_DATASET EXTRACT_
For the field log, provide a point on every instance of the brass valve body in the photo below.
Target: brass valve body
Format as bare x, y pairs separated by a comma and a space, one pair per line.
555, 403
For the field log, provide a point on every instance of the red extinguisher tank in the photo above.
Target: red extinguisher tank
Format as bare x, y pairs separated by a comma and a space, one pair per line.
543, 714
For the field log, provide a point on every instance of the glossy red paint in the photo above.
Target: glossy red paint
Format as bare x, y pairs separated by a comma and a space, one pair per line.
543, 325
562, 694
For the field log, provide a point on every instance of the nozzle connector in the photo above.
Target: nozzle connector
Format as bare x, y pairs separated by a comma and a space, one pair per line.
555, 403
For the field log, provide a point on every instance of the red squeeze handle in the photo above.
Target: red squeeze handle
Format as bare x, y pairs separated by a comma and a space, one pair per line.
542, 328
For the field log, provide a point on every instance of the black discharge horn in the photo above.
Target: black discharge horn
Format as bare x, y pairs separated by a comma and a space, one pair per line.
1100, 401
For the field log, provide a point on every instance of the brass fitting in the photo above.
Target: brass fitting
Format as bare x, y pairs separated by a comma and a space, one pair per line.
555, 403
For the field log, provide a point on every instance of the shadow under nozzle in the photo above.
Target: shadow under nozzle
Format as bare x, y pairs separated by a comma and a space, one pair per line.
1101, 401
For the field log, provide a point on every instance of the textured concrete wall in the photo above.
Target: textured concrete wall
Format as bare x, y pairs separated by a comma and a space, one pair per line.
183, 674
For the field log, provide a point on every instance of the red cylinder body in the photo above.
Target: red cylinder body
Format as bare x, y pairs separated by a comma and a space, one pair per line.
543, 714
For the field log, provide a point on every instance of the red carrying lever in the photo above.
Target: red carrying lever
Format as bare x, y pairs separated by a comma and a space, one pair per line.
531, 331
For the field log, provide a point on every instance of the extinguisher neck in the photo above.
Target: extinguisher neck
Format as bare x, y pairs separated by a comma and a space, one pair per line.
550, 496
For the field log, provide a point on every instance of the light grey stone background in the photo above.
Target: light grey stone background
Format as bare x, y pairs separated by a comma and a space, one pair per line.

_AIM OF THE EXERCISE_
Locate the word "body" in the records and collect each line it appears in.

_RESULT FOR THIS TASK_
For the field log, provide a point on every instance of the brass valve body in the photo below.
Target: brass valve body
For the field log, provide a point on every instance of the red cylinder body in the photo above.
Target: red cylinder body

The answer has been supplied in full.